= TEXT EXCERPT =
Yes, the US Government has a massive strategic weed reserve.

OFF THE WIRE

The U.S. Government Has A Fort Knox For Their Weed Stash

Down in the deep south, the feds have a stash that would put Cheech and Chong in the emergency room.


By James Joiner
Way deep down in Oxford, Mississippi, nestled away in the heart of the Ole Miss campus, our government has a Fort Knox-like fortress full of green gold.
The LA Times visited the federally funded Marijuana Research Project, a 46-year-old center dedicated to growing, processing, and selling pot for the United States government, which is the only one of its kind. (There was supposed to be another at the University of Massachusetts, but bummer DEA chiefs harshed their mellow.) This is the only stash scientists can dip into — after jumping through a dizzying array of hoops — in order to legally investigate marijuana’s medicinal properties.
Inside the lab, there is a stoner’s wet dream of a THC stockpile, as described by the Times’ reporter, Evan Halper:
Marijuana buds are packed into thousands of baggies filed in bankers boxes. Fifty-pound barrels are brimming with dried, ready-to-smoke weed. Freezers are stocked with buckets of potent cannabis extracts. Large metal canisters sit, crammed full of hundreds of perfectly rolled joints.
The lab is in the process of readying 30 thousand plants on their 12-acre farm, and has made headway in developing new bud strains that are higher in the chemical compounds scientists posit help the sick. But don’t expect these plants to flower in the feel-good reggae vibe of their cousins on the outside. Their overseers are not the heady kind.
The lab’s boss, Mahmoud A. Elsohly, has been running a tight ship here since 1980. He believes in the medical powers of cannabis, though he is also opposed to smoking it, which he attributes to just getting high. Instead, he has been working on a THC suppository, since you can't get high “through your rectum.”
This is a claim some stoner-types would dispute.
His deputy, a former narcotics cop named Zlatko Mehmedic, echoes his anti-puffing policy, saying the weed they receive for testing from law enforcement agencies, “could put a novice user in the emergency room.”

= TASKS FOR THIS EXERCISE =
(a) From the article on the government marijuana lab, write out the passage starting with "The LA Times" and going on through "perfectly rolled joints.".
(b) In the article on the government marijuana lab, how many plants is the lab readying on its farm?

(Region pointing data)
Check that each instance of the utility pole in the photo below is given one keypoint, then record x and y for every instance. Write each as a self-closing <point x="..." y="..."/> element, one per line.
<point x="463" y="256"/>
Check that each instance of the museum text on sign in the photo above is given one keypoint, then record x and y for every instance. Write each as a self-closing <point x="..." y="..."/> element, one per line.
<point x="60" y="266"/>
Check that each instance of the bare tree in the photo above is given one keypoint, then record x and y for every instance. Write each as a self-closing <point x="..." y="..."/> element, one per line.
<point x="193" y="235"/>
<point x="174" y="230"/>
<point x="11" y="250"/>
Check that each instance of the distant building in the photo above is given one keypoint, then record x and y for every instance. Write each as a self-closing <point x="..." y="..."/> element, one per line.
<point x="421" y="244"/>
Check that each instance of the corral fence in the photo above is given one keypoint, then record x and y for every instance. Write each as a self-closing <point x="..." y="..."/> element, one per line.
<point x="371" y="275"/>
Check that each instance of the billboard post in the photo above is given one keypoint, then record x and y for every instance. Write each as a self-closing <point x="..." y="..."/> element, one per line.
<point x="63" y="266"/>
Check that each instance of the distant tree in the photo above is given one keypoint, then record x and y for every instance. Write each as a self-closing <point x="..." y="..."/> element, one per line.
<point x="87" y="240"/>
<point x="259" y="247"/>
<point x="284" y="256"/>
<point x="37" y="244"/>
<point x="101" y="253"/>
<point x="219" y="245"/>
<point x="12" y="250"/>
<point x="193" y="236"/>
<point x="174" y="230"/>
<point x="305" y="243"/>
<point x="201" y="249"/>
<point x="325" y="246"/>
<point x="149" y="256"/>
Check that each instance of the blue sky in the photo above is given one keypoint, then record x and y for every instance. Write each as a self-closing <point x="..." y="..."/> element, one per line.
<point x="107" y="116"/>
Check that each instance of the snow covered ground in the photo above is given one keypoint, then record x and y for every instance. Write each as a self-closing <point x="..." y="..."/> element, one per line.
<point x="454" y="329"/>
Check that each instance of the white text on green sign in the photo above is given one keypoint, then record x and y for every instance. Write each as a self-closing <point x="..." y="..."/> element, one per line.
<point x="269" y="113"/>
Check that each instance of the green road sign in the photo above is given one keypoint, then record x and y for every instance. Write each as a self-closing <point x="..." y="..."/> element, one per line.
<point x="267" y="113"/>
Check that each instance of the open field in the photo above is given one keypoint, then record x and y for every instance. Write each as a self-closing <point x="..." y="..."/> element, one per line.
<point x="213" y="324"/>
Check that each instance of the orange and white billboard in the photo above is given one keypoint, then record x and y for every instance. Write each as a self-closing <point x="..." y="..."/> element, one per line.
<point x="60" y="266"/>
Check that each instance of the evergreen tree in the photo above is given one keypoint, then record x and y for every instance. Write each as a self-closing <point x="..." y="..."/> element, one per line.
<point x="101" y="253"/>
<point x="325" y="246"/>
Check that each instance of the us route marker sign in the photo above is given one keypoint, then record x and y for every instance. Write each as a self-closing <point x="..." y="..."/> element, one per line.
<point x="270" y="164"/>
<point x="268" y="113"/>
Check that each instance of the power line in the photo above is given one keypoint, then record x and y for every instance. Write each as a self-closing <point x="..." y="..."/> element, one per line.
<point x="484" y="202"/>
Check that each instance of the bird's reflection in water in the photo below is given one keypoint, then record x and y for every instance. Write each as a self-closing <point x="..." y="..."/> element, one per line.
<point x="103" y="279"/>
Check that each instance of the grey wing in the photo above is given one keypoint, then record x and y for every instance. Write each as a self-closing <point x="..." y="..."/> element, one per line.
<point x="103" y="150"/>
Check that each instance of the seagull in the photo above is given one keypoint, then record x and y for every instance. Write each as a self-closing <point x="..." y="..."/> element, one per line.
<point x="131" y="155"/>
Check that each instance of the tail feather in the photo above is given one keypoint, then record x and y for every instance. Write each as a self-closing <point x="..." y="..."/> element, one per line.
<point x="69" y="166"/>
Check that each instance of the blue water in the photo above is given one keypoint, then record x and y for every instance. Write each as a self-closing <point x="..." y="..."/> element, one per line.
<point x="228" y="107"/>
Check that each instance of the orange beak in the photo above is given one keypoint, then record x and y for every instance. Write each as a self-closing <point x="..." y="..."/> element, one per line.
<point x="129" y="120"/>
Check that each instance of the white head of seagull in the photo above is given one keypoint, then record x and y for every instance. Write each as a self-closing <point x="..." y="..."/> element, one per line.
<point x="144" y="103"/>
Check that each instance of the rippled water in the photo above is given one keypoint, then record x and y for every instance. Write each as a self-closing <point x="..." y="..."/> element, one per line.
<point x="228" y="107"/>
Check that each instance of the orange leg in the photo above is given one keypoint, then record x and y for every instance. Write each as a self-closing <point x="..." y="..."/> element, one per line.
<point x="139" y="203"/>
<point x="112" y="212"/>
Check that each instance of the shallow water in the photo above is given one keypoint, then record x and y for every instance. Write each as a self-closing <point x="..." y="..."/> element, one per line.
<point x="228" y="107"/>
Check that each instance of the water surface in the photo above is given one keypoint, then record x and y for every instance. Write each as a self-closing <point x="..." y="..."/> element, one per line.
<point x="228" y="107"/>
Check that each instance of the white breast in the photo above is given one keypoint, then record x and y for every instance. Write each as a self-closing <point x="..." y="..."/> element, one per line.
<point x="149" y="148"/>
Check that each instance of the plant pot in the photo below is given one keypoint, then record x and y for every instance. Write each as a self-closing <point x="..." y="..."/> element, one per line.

---

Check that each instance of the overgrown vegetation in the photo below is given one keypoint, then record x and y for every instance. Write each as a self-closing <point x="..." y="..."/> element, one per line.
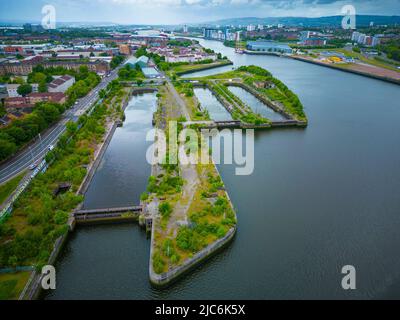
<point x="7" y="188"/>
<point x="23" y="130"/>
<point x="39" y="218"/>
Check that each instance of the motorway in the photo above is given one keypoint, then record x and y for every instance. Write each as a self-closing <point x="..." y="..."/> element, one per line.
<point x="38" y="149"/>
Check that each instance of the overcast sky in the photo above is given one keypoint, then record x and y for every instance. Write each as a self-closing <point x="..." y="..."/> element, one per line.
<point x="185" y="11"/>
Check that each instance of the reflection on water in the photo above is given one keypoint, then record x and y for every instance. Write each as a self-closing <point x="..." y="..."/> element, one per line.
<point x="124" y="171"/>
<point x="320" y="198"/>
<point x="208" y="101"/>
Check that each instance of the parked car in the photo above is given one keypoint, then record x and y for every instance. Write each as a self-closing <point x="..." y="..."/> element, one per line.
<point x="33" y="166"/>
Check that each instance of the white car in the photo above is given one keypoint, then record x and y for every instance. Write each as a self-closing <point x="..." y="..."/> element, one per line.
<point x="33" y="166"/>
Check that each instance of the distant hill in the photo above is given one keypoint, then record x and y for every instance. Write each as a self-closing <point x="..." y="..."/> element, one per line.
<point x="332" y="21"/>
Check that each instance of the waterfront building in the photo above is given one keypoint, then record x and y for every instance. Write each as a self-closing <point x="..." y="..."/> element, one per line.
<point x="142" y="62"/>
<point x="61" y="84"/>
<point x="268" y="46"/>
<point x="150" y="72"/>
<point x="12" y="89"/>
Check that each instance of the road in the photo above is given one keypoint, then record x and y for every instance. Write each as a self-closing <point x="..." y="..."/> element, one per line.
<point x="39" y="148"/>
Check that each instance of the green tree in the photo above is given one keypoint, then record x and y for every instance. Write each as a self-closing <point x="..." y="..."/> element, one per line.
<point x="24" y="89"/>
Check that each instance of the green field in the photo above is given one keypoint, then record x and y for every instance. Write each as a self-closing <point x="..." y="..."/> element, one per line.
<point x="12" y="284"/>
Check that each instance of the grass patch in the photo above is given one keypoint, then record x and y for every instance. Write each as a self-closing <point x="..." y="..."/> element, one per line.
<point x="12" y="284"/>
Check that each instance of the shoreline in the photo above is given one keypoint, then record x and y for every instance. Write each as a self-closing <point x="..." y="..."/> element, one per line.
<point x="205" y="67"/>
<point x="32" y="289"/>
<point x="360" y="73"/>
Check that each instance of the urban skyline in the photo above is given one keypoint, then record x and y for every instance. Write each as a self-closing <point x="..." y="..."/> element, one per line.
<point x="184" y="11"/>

...

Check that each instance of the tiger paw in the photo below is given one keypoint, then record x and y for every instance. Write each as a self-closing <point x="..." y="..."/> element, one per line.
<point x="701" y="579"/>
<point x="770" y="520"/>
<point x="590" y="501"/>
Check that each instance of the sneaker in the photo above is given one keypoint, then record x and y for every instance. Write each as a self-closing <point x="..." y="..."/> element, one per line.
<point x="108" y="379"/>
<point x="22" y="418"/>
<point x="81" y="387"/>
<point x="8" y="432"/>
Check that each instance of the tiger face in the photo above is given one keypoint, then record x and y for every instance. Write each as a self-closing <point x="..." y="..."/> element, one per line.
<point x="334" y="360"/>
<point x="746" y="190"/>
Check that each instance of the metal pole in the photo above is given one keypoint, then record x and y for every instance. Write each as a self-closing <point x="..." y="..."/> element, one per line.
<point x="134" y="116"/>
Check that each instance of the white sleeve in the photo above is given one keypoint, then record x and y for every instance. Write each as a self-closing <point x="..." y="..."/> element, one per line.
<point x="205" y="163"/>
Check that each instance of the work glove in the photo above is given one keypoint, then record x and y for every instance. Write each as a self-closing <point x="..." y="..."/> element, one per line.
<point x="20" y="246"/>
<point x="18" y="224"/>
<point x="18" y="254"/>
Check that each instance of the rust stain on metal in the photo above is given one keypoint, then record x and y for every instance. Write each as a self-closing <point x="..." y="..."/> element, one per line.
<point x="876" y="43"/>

= LIST OF ANSWERS =
(a)
The LA Times visited the federally funded Marijuana Research Project, a 46-year-old center dedicated to growing, processing, and selling pot for the United States government, which is the only one of its kind. (There was supposed to be another at the University of Massachusetts, but bummer DEA chiefs harshed their mellow.) This is the only stash scientists can dip into — after jumping through a dizzying array of hoops — in order to legally investigate marijuana’s medicinal properties.
Inside the lab, there is a stoner’s wet dream of a THC stockpile, as described by the Times’ reporter, Evan Halper:
Marijuana buds are packed into thousands of baggies filed in bankers boxes. Fifty-pound barrels are brimming with dried, ready-to-smoke weed. Freezers are stocked with buckets of potent cannabis extracts. Large metal canisters sit, crammed full of hundreds of perfectly rolled joints.

(b) 30 thousand plants